(Data listing)
»»

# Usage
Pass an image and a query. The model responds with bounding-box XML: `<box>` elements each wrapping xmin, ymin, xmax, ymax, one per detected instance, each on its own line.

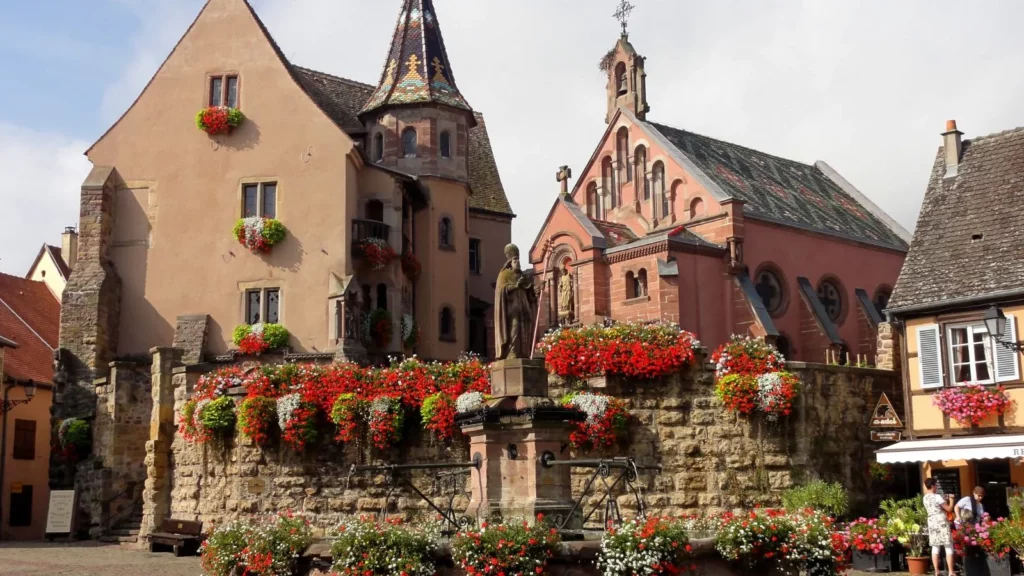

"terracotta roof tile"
<box><xmin>889</xmin><ymin>128</ymin><xmax>1024</xmax><ymax>308</ymax></box>
<box><xmin>0</xmin><ymin>274</ymin><xmax>60</xmax><ymax>383</ymax></box>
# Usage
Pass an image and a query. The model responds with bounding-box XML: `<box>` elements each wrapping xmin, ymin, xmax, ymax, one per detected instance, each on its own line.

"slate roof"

««

Set task :: Arrange every line of the records above as a JSON list of strings, one string per line, with blank lines and the pictures left out.

Solution for this exercise ::
[
  "# Usage",
  "Pass an image and a query. The model responds with bounding-box XML: `<box>` elements each wrapping xmin, ymin, xmax, ymax, one per detected instance, each on its own line.",
  "\"terracotta roof tile\"",
  "<box><xmin>889</xmin><ymin>128</ymin><xmax>1024</xmax><ymax>308</ymax></box>",
  "<box><xmin>0</xmin><ymin>274</ymin><xmax>60</xmax><ymax>383</ymax></box>",
  "# Usage",
  "Pass an image and a query. The model responds with bounding-box XML: `<box>` elements each wrapping xmin, ymin, xmax, ymax, one per detected instance, each on its own line.",
  "\"slate roof\""
]